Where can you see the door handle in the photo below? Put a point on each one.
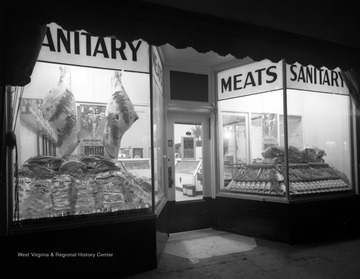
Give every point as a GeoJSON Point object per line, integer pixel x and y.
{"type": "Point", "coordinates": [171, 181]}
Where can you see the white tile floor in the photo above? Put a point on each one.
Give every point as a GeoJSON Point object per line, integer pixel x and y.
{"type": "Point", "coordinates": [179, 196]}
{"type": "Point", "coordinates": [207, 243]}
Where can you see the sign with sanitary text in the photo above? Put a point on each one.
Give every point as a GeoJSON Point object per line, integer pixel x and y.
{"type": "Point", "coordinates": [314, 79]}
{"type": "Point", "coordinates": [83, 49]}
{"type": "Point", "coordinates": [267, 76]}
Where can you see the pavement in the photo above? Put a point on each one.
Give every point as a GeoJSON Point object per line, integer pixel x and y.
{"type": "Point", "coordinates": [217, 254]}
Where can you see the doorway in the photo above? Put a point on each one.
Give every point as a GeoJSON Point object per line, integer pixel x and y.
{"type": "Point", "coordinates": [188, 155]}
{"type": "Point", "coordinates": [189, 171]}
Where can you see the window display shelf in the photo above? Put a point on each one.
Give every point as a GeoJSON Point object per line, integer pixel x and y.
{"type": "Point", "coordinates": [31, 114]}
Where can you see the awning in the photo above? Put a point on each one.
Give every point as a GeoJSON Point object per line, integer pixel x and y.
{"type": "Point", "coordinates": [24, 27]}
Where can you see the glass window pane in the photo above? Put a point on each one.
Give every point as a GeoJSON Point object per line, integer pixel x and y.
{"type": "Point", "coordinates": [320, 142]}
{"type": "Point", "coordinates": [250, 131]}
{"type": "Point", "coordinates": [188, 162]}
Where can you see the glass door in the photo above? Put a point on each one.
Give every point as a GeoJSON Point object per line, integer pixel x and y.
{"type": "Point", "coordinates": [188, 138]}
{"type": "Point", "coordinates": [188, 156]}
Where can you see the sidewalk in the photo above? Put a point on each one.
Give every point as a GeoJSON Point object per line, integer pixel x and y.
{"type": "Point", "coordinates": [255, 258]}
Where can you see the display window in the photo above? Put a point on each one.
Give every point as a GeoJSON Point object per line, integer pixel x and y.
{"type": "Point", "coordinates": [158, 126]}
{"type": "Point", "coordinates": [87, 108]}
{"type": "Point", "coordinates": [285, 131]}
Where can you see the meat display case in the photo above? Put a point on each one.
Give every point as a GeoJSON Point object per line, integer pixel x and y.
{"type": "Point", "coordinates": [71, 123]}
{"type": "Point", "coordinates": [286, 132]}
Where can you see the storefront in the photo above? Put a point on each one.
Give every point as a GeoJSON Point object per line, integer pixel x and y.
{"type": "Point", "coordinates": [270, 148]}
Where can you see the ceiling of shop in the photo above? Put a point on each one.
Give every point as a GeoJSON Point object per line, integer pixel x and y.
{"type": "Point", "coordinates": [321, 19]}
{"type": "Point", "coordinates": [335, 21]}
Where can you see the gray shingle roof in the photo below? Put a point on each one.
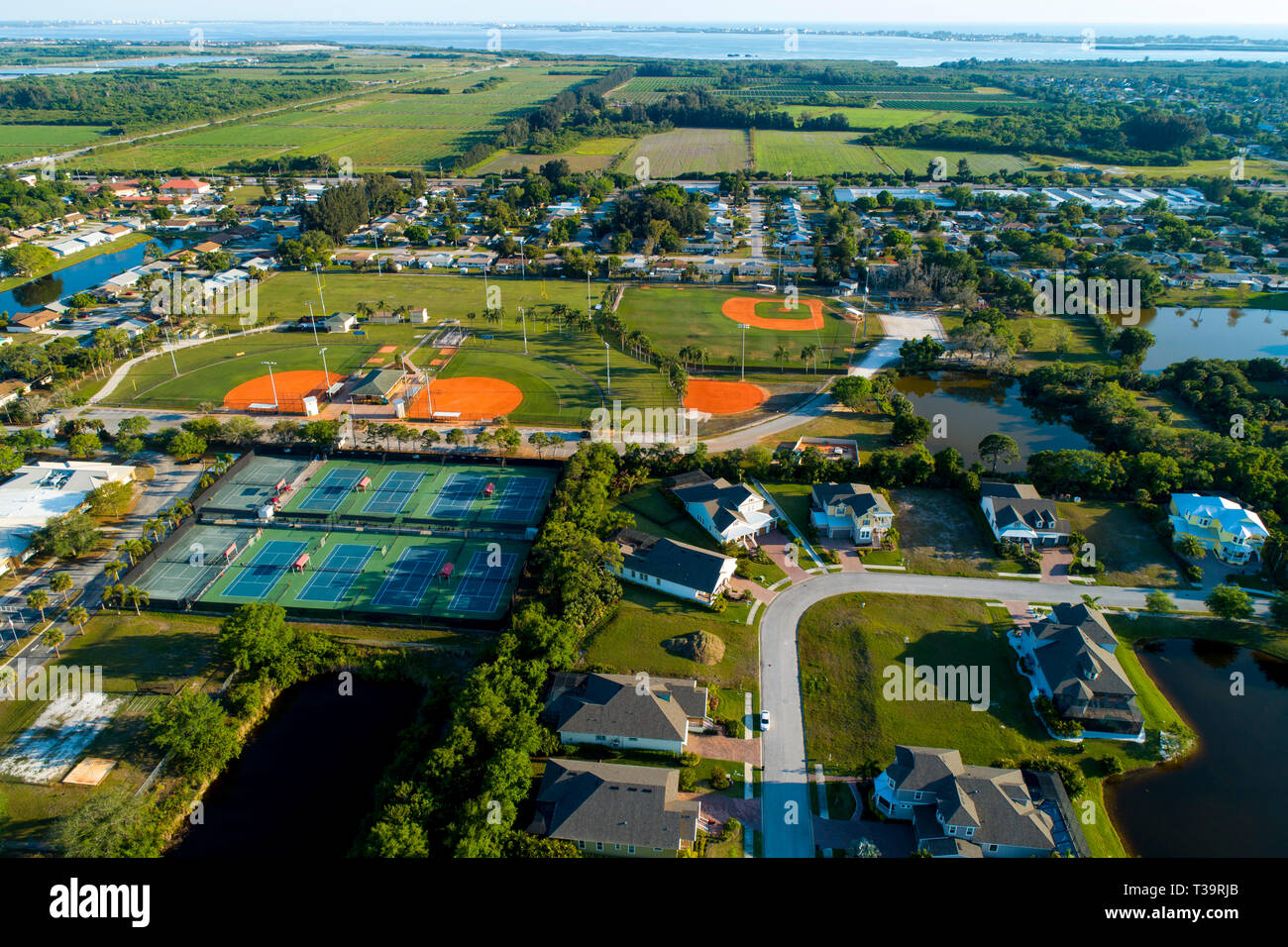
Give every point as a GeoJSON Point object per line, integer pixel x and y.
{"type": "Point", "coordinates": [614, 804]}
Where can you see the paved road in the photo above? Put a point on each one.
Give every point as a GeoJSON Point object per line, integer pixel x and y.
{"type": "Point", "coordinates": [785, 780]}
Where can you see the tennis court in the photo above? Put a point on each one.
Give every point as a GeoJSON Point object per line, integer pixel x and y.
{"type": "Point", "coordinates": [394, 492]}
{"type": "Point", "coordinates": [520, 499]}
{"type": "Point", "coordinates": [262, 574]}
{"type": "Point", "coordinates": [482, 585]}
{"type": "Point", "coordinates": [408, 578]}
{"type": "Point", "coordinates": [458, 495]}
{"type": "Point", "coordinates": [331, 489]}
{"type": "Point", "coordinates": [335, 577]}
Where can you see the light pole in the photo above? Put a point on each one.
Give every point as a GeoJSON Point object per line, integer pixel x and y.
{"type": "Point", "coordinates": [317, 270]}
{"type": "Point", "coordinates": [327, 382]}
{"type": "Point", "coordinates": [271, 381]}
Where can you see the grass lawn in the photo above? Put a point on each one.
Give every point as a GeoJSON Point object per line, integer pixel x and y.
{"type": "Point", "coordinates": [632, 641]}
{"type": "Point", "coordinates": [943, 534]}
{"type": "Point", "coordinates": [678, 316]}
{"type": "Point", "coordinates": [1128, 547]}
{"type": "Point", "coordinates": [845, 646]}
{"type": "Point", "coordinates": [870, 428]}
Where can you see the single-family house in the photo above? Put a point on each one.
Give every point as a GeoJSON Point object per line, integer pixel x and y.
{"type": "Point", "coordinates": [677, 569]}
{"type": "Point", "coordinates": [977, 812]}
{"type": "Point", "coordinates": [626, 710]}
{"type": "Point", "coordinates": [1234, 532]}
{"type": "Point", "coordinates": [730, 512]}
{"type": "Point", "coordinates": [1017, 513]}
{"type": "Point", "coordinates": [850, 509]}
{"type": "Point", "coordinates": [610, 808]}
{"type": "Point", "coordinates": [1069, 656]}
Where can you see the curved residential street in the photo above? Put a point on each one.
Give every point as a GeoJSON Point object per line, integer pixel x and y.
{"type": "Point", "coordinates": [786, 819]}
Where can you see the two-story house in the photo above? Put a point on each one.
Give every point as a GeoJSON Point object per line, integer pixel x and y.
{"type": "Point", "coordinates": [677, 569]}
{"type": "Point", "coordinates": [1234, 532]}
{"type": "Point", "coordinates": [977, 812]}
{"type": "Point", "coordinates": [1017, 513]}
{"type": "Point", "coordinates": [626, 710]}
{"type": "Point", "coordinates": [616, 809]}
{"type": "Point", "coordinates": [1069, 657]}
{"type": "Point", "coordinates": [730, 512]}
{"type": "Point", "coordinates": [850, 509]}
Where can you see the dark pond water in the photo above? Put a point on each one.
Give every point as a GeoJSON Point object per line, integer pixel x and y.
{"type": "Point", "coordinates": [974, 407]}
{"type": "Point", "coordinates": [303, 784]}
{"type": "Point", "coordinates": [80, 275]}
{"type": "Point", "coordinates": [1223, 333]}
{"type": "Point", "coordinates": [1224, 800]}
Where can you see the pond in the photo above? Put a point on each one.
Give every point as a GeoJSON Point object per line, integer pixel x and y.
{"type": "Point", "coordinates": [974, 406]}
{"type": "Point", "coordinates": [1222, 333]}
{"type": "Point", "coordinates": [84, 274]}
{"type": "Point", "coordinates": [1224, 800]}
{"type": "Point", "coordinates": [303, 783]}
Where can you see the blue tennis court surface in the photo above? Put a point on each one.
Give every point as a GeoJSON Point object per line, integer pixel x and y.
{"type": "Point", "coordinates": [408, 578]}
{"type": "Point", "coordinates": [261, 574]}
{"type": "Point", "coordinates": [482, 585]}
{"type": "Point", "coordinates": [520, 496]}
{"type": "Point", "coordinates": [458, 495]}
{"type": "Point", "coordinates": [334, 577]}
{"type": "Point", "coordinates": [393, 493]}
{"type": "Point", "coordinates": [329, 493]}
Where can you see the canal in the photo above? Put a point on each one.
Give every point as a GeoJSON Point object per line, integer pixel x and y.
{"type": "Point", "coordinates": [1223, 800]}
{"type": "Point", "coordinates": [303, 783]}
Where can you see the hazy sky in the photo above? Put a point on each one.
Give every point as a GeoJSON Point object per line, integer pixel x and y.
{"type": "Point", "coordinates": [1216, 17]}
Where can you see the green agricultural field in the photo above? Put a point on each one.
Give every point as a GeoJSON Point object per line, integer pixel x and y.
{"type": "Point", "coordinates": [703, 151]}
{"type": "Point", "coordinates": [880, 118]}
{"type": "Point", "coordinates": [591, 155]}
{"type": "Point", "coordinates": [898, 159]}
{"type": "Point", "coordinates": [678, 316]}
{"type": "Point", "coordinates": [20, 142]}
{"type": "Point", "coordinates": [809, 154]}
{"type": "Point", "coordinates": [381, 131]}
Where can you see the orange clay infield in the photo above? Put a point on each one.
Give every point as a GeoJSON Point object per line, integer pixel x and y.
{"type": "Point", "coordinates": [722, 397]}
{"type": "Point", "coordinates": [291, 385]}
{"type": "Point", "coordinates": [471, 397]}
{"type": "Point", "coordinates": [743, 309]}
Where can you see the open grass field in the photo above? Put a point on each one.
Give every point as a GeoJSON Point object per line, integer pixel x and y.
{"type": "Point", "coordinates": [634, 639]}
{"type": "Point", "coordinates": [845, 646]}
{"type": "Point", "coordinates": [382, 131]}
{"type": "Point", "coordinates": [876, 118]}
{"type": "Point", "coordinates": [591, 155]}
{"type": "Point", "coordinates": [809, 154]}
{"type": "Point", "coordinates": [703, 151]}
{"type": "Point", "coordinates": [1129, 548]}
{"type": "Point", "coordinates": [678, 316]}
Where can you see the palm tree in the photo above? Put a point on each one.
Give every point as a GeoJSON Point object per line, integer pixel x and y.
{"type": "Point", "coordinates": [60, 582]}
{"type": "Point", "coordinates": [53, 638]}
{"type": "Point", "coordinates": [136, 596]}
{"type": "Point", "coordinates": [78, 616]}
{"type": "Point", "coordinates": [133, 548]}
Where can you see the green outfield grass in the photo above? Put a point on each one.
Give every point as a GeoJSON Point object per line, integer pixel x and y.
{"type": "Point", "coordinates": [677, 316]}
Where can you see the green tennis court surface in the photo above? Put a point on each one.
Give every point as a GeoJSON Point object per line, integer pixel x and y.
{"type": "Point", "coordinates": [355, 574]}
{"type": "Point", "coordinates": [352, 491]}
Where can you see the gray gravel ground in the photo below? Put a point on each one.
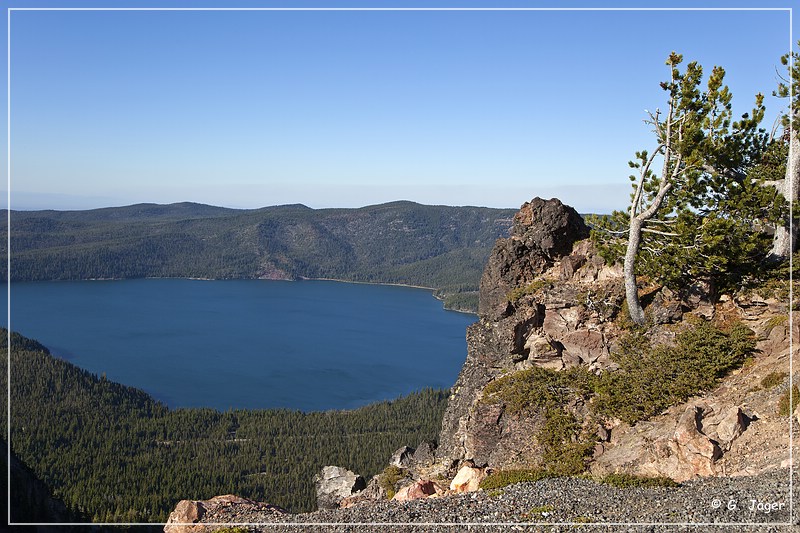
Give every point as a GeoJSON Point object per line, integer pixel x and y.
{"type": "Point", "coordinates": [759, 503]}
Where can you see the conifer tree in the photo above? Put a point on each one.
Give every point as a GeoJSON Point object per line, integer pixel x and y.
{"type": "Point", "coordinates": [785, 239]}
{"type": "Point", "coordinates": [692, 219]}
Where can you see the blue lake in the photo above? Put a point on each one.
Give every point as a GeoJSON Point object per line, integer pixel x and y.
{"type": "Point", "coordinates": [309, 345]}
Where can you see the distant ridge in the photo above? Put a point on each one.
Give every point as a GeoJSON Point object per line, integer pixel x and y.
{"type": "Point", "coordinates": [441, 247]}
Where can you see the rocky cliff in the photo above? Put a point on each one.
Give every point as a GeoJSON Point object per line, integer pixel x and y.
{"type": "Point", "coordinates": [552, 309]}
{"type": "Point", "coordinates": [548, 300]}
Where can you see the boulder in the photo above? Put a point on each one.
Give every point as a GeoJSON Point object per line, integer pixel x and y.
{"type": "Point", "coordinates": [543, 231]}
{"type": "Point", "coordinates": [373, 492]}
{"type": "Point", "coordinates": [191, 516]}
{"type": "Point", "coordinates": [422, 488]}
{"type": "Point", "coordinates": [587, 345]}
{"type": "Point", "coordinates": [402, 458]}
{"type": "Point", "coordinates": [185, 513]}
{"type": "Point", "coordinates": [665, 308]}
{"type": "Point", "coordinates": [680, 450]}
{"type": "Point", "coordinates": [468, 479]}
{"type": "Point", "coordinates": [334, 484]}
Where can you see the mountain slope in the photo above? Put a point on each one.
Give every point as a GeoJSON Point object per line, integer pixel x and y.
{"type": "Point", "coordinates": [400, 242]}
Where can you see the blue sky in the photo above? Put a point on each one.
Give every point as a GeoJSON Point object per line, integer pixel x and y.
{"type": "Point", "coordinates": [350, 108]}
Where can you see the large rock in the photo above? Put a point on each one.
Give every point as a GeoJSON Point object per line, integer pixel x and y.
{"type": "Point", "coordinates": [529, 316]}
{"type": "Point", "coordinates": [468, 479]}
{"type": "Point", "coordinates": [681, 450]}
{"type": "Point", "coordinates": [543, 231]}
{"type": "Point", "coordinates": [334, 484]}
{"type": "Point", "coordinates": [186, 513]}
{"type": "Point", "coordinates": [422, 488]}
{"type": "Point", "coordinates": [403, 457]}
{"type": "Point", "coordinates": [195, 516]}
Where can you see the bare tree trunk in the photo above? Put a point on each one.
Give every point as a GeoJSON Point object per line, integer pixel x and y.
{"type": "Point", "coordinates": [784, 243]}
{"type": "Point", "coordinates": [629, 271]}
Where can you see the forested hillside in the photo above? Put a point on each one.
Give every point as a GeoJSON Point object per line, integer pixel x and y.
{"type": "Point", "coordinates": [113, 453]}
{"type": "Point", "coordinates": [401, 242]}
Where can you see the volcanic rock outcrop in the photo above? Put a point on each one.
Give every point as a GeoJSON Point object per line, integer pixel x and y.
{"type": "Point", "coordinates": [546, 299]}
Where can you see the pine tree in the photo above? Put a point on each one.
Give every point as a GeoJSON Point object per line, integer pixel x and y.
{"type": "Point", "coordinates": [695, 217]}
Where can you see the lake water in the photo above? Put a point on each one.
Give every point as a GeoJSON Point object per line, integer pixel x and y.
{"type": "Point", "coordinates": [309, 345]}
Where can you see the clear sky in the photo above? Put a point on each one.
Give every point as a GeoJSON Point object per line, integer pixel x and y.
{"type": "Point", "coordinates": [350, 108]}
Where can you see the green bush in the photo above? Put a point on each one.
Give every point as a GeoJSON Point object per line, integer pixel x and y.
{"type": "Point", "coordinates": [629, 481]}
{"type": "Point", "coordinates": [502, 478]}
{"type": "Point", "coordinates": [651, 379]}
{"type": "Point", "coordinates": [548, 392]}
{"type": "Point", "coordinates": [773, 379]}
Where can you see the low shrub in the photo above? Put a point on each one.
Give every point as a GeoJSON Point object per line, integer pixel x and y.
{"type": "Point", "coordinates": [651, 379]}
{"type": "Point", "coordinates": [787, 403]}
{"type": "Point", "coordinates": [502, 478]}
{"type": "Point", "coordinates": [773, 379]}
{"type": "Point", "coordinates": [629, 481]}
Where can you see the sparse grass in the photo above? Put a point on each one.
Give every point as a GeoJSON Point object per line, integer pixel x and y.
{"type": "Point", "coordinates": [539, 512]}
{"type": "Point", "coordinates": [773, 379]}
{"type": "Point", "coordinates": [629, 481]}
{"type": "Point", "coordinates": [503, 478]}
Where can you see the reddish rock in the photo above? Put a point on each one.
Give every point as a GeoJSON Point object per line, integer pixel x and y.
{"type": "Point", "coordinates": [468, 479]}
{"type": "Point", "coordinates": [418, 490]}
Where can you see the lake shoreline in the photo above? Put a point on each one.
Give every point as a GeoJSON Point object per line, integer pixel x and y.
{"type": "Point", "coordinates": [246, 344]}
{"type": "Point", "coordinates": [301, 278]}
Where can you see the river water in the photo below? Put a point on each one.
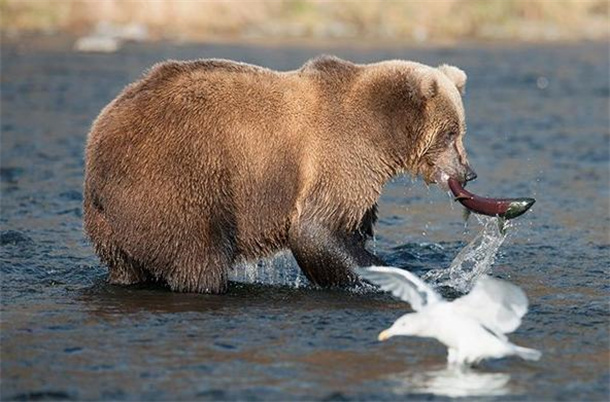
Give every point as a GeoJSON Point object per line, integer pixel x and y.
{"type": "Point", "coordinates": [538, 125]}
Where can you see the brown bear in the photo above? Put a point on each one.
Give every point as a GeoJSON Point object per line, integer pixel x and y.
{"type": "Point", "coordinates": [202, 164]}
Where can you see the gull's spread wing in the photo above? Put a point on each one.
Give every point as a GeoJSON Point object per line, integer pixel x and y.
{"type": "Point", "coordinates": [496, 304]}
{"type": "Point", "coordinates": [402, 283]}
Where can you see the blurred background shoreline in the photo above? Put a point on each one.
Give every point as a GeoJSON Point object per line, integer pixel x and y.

[Exercise]:
Pull every line with the string "court" from the data above.

[Exercise solution]:
Where can you see the tennis court in the photo above? Put a point on each one.
Where can you see the blue tennis court surface in the photo above? Put a point on each one.
Where can you see the green tennis court surface in the photo above? Put a point on each one.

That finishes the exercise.